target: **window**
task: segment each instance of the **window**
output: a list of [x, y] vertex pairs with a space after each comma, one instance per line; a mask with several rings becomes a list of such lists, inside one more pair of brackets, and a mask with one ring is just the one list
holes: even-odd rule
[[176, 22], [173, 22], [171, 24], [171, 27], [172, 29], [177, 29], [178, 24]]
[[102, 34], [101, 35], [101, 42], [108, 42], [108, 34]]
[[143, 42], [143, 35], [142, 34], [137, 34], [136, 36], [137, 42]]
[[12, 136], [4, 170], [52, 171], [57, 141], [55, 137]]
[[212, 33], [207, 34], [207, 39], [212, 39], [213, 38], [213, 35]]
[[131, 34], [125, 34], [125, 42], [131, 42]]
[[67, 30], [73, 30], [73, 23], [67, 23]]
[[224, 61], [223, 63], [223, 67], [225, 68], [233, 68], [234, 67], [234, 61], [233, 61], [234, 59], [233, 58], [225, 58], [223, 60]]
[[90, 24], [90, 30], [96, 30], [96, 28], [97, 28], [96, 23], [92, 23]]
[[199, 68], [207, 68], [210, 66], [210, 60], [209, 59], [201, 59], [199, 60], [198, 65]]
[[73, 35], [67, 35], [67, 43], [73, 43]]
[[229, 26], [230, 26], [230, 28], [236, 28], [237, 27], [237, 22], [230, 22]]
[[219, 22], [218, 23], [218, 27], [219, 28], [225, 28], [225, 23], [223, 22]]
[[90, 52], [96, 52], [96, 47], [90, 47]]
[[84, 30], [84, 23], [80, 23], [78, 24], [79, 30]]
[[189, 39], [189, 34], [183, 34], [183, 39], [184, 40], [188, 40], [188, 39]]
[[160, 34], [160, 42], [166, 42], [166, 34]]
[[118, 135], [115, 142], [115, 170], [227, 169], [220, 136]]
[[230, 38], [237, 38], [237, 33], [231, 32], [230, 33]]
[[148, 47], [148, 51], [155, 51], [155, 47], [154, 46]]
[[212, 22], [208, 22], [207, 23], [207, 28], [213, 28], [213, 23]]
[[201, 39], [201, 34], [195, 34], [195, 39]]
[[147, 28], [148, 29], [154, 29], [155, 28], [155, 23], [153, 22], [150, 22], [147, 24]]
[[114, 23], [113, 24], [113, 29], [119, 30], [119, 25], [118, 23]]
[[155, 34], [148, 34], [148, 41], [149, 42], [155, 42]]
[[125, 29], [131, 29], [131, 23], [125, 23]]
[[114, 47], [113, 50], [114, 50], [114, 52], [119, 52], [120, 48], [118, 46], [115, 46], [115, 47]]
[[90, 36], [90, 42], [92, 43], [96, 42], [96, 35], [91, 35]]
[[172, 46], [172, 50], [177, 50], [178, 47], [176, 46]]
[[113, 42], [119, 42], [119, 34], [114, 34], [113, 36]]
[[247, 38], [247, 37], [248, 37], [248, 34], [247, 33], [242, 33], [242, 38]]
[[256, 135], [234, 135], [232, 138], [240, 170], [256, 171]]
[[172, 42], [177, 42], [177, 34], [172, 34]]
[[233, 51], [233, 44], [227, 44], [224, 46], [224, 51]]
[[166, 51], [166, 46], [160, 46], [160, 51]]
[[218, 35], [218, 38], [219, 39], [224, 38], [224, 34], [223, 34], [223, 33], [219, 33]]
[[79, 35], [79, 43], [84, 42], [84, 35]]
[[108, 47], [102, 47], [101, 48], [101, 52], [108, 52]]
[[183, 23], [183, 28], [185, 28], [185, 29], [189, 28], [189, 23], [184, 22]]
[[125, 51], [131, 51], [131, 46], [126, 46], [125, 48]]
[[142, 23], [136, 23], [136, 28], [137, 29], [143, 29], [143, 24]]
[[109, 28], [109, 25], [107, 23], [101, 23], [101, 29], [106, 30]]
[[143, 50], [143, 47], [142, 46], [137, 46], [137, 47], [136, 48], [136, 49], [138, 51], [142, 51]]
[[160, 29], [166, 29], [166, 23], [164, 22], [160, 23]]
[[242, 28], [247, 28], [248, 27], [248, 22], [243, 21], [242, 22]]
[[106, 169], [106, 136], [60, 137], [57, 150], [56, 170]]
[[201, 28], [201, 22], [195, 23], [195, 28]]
────────────────────────────────────────
(Problem details)
Can you retype every line of the records above, character for character, without changing anything?

(The result)
target: **window**
task: segment each instance of the **window**
output: a list of [x, y] vertex pairs with a space after each comma, one instance per line; a mask with several rings becomes a list of such lists, inside one more pair of brackets, and a mask with one ring is just the one list
holes: even-odd rule
[[176, 22], [173, 22], [171, 24], [171, 27], [172, 29], [177, 29], [178, 24]]
[[102, 34], [101, 35], [101, 42], [108, 42], [108, 34]]
[[143, 42], [143, 35], [142, 34], [137, 34], [136, 36], [137, 42]]
[[12, 136], [4, 170], [52, 171], [57, 141], [55, 137]]
[[212, 33], [207, 34], [207, 39], [212, 39], [213, 38], [213, 35]]
[[131, 34], [125, 34], [125, 42], [131, 42]]
[[67, 30], [73, 30], [73, 23], [67, 23]]
[[224, 61], [223, 63], [223, 67], [225, 68], [233, 68], [234, 67], [234, 61], [233, 61], [234, 59], [233, 58], [225, 58], [223, 60]]
[[90, 24], [90, 30], [96, 30], [96, 28], [97, 28], [96, 23], [92, 23]]
[[199, 68], [207, 68], [210, 66], [210, 60], [209, 59], [201, 59], [199, 60], [198, 65]]
[[73, 35], [67, 35], [67, 43], [73, 43]]
[[229, 26], [230, 26], [230, 28], [236, 28], [237, 27], [237, 22], [230, 22]]
[[219, 22], [218, 23], [218, 27], [219, 28], [225, 28], [225, 23], [223, 22]]
[[90, 52], [96, 52], [96, 47], [90, 47]]
[[84, 30], [84, 23], [80, 23], [78, 24], [79, 30]]
[[189, 39], [189, 34], [183, 34], [183, 39], [184, 40], [188, 40], [188, 39]]
[[160, 34], [160, 42], [166, 42], [166, 34]]
[[118, 135], [115, 142], [115, 170], [227, 169], [220, 136]]
[[230, 38], [237, 38], [237, 33], [231, 32], [230, 33]]
[[148, 47], [148, 51], [155, 51], [155, 47], [154, 46]]
[[212, 22], [208, 22], [207, 23], [207, 28], [213, 28], [213, 23]]
[[201, 39], [201, 34], [195, 34], [195, 39]]
[[147, 28], [148, 29], [154, 29], [155, 28], [155, 23], [153, 22], [150, 22], [147, 24]]
[[114, 23], [113, 24], [113, 29], [119, 30], [119, 25], [118, 23]]
[[155, 34], [148, 34], [148, 41], [149, 42], [155, 42]]
[[125, 29], [131, 29], [131, 23], [125, 23]]
[[114, 47], [113, 50], [114, 50], [114, 52], [119, 52], [120, 48], [118, 46], [115, 46], [115, 47]]
[[90, 36], [90, 42], [92, 43], [96, 42], [96, 35], [91, 35]]
[[172, 46], [172, 50], [177, 50], [178, 47], [176, 46]]
[[113, 42], [119, 42], [119, 34], [114, 34], [113, 36]]
[[247, 38], [247, 37], [248, 37], [248, 34], [247, 33], [242, 33], [242, 38]]
[[256, 135], [234, 135], [232, 138], [240, 170], [256, 171]]
[[172, 42], [177, 42], [177, 34], [172, 34]]
[[233, 51], [233, 44], [227, 44], [224, 46], [224, 51]]
[[166, 51], [166, 46], [160, 46], [160, 51]]
[[218, 35], [218, 38], [219, 39], [224, 38], [224, 34], [223, 34], [223, 33], [219, 33]]
[[79, 35], [79, 43], [84, 42], [84, 35]]
[[108, 47], [102, 47], [101, 48], [101, 52], [108, 52]]
[[183, 23], [183, 28], [185, 28], [185, 29], [189, 28], [189, 23], [184, 22]]
[[125, 51], [131, 51], [131, 46], [126, 46], [125, 48]]
[[142, 23], [136, 23], [136, 28], [137, 29], [143, 29], [143, 24]]
[[109, 28], [109, 25], [107, 23], [101, 23], [101, 29], [106, 30]]
[[143, 50], [143, 47], [142, 46], [137, 46], [137, 47], [136, 48], [136, 49], [138, 51], [142, 51]]
[[160, 29], [166, 29], [166, 23], [164, 22], [160, 23]]
[[242, 28], [247, 28], [248, 27], [248, 22], [243, 21], [242, 22]]
[[106, 169], [106, 136], [60, 137], [57, 150], [56, 170]]
[[201, 28], [201, 22], [195, 23], [195, 28]]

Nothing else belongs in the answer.